→ **Required tasks**:
a) In the module description below, why is Venice presented as a particularly stimulating case study? Answer in one to three sentences.
b) According to the module description below, which sites in Venice are included in the site visits?
c) From the module description below, reproduce the stretch from "CX391-15 Health and" through "bring under control.".

→ **Source text**:
=== Section Start ===

CX391-15 Health and the Environment from Antiquity to Renaissance Venice
Introductory description
Health and the environment are closely connected in ancient thought. As part of the wider 'cosmos' or universe, the same principles apply across creatures - human health and illness thus reflect the essential qualities of their environment (air, water, landscape, climate, food...). Similar ideas continue to operate in Renaissance Europe and inform state responses to rising epidemics such as the plague, accelerating the development of public health strategies. Venice offers a particularly stimulating case study: a very special environment (lagoon, small islands with high density) in combination with its maritime empire and connections created challenging conditions which the State attempted to bring under control.
This module will take you from ancient ideas on health and the environment, contagion, and epidemics, through to early modern understanding of ancient thought and new diseases. You will study in depth the distinctive case of Renaissance Venice, through texts and related site visits. You will develop the ability to think critically about how and why it is important to think of the environment in relation with health; how and why ancient epidemics matter to our understanding of the new ones; and how public health as a field emerged from responses to earlier health crises.
Module aims
Through a series of thematic lectures, students will examine ancient and early modern ideas about health and evaluate various historical responses to health crises in their respective environments. The students will be invited to reflect on notions of health, illness, the environment and what possible responses can be offered, both at a personal and collective level. Students will be invited to engage meaningfully with the historical case and environment of Venice through local visits and tasks. They will be asked to communicate between themselves and to different types of audiences in the aftermath of the module. Site visits (including the Jewish ghetto, cemeteries, lazzaretto in Venice as well as sites in nearby Padua) will help the students imagine and experience the particular challenges to health posed by the Venetian environment, and the community responses to them (medical, religious, artistic, political).

=== Section End ===

→ **Data section**:
=== Section Start ===

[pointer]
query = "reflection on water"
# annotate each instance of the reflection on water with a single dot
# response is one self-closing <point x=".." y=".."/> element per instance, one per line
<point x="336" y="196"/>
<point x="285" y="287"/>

=== Section End ===

→ **Results**:
a) Venice had a very special environment, a lagoon with small, densely populated islands. Combined with its maritime empire and connections, this created challenging conditions that the State tried to bring under control.

b) The Jewish ghetto, cemeteries, and the lazzaretto.

c)
CX391-15 Health and the Environment from Antiquity to Renaissance Venice
Introductory description
Health and the environment are closely connected in ancient thought. As part of the wider 'cosmos' or universe, the same principles apply across creatures - human health and illness thus reflect the essential qualities of their environment (air, water, landscape, climate, food...). Similar ideas continue to operate in Renaissance Europe and inform state responses to rising epidemics such as the plague, accelerating the development of public health strategies. Venice offers a particularly stimulating case study: a very special environment (lagoon, small islands with high density) in combination with its maritime empire and connections created challenging conditions which the State attempted to bring under control.